Filter this listing down to the lines that contain the word "green", and copy them.

----

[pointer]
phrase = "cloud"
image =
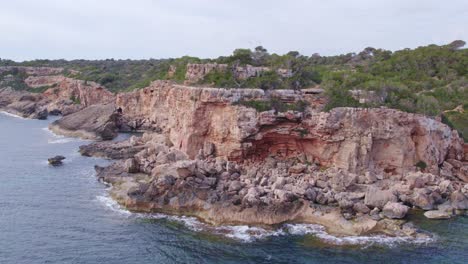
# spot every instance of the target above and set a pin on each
(209, 28)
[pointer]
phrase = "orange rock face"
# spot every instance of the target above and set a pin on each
(355, 140)
(63, 88)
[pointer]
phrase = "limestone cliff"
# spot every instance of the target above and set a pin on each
(356, 140)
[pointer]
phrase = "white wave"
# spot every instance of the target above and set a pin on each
(58, 139)
(320, 232)
(244, 233)
(11, 115)
(113, 205)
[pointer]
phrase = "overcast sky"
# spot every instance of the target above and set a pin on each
(99, 29)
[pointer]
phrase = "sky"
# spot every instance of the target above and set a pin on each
(142, 29)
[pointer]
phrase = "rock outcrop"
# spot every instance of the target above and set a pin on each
(196, 72)
(208, 152)
(94, 122)
(24, 104)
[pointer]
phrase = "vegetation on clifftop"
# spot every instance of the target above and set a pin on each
(428, 80)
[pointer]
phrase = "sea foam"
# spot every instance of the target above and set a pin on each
(11, 115)
(244, 233)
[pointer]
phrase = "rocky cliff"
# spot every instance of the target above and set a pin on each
(64, 95)
(356, 140)
(196, 72)
(219, 154)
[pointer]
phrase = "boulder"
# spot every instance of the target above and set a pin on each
(376, 197)
(131, 166)
(421, 199)
(395, 210)
(56, 161)
(438, 214)
(459, 200)
(361, 208)
(93, 122)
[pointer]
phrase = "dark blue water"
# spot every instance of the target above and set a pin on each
(62, 215)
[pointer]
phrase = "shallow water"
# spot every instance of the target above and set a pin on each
(63, 215)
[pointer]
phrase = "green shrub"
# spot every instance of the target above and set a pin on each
(421, 164)
(75, 99)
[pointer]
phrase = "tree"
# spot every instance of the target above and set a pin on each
(243, 56)
(259, 56)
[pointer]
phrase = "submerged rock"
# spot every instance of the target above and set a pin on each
(395, 210)
(56, 161)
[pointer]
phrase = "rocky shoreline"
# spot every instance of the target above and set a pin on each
(205, 154)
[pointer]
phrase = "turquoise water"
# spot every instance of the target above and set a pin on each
(63, 215)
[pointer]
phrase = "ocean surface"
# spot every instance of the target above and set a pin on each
(64, 215)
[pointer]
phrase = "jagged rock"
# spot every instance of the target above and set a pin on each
(310, 194)
(298, 168)
(376, 197)
(56, 161)
(131, 166)
(235, 186)
(422, 200)
(93, 122)
(361, 208)
(459, 200)
(438, 214)
(395, 210)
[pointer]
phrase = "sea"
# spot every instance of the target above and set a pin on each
(65, 215)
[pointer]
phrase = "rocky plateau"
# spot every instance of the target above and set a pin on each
(204, 153)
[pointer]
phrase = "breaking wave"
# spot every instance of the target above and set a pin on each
(58, 139)
(11, 115)
(244, 233)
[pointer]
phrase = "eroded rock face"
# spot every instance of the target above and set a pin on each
(196, 72)
(38, 71)
(93, 122)
(383, 141)
(64, 90)
(23, 104)
(65, 95)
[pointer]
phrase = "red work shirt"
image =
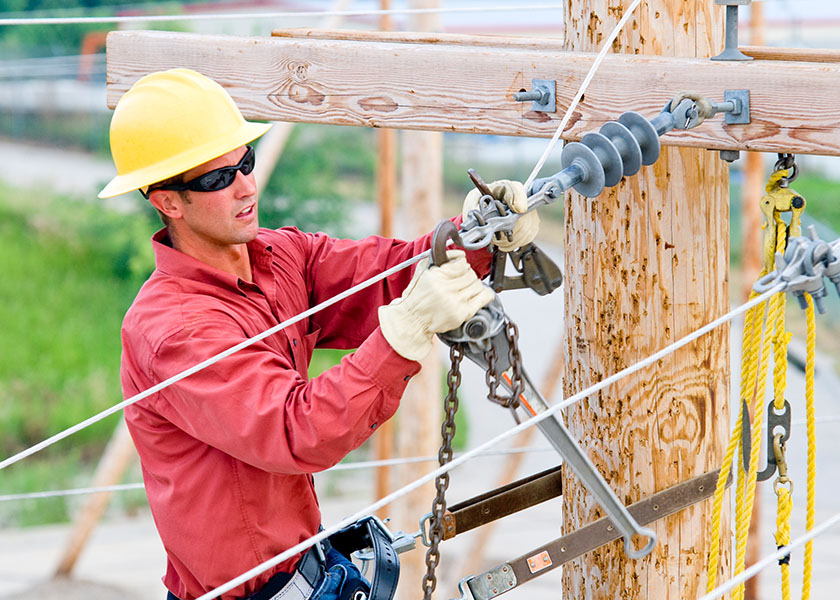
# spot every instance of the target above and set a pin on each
(227, 453)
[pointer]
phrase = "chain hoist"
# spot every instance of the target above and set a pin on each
(490, 339)
(450, 406)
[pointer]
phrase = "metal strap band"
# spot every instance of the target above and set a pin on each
(502, 502)
(509, 575)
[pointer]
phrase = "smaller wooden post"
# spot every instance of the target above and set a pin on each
(118, 454)
(273, 143)
(751, 264)
(420, 411)
(386, 187)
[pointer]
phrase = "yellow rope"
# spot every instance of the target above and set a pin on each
(758, 337)
(812, 443)
(784, 506)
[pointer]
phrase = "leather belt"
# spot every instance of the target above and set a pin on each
(502, 502)
(299, 585)
(367, 533)
(511, 574)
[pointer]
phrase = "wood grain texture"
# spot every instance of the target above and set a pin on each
(828, 55)
(469, 88)
(647, 263)
(412, 37)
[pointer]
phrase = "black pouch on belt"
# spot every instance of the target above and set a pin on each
(367, 534)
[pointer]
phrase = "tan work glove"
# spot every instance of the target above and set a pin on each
(513, 192)
(436, 300)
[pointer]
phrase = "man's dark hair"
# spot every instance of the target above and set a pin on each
(174, 180)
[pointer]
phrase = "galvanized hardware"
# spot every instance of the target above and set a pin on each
(735, 106)
(730, 50)
(536, 271)
(564, 549)
(538, 562)
(779, 453)
(503, 367)
(542, 95)
(802, 267)
(575, 458)
(444, 231)
(777, 424)
(436, 527)
(506, 500)
(489, 585)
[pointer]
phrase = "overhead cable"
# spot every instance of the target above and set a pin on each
(348, 466)
(772, 559)
(570, 111)
(457, 461)
(210, 361)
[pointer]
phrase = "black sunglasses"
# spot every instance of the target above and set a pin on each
(215, 180)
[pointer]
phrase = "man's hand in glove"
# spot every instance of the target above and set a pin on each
(436, 300)
(513, 193)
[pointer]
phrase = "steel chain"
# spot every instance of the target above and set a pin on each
(515, 358)
(453, 380)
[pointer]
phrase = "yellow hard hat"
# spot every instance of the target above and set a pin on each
(170, 122)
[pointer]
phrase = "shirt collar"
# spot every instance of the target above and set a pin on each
(170, 261)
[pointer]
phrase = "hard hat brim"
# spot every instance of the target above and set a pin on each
(180, 163)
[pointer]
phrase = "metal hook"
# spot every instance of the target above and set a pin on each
(444, 231)
(774, 420)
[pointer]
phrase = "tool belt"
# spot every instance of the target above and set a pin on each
(309, 574)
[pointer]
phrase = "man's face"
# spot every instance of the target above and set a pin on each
(221, 218)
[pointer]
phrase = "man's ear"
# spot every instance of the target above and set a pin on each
(167, 202)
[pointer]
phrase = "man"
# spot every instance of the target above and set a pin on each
(228, 453)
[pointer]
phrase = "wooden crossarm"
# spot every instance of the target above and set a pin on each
(452, 83)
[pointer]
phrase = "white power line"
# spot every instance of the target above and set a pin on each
(772, 559)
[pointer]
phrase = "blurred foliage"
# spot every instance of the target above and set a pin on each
(70, 270)
(82, 131)
(62, 39)
(321, 172)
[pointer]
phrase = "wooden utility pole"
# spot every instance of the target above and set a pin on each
(386, 191)
(118, 454)
(420, 412)
(751, 263)
(647, 263)
(273, 143)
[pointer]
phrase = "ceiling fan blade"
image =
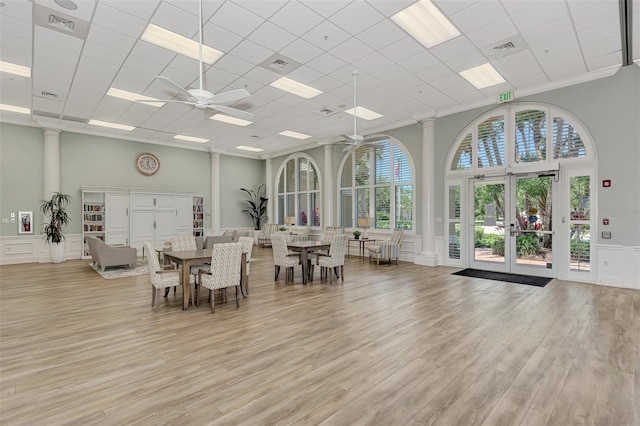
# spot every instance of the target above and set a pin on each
(228, 97)
(234, 112)
(179, 88)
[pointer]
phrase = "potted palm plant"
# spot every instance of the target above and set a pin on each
(56, 210)
(257, 206)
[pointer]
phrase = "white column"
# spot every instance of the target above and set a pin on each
(51, 161)
(215, 192)
(328, 186)
(428, 256)
(269, 190)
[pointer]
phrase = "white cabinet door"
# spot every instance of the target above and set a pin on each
(117, 218)
(142, 228)
(165, 226)
(184, 212)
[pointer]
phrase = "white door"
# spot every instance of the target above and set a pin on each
(512, 227)
(117, 218)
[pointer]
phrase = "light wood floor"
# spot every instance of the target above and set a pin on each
(393, 345)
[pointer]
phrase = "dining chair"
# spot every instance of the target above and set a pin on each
(332, 260)
(226, 264)
(387, 249)
(282, 257)
(247, 247)
(161, 277)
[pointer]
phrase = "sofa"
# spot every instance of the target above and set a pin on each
(104, 255)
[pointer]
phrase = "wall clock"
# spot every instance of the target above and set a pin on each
(147, 164)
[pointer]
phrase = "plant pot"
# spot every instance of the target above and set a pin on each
(56, 252)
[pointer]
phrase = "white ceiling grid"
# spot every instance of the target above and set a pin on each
(557, 43)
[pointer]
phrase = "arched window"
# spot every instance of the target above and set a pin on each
(298, 191)
(377, 187)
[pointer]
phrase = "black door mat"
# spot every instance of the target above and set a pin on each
(501, 276)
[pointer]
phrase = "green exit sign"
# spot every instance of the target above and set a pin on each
(505, 97)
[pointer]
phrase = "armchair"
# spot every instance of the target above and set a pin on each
(104, 255)
(388, 249)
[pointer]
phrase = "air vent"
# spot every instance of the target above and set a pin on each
(280, 64)
(61, 23)
(325, 112)
(505, 48)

----

Response:
phrase = "green shrub"
phrase = "green exit sign"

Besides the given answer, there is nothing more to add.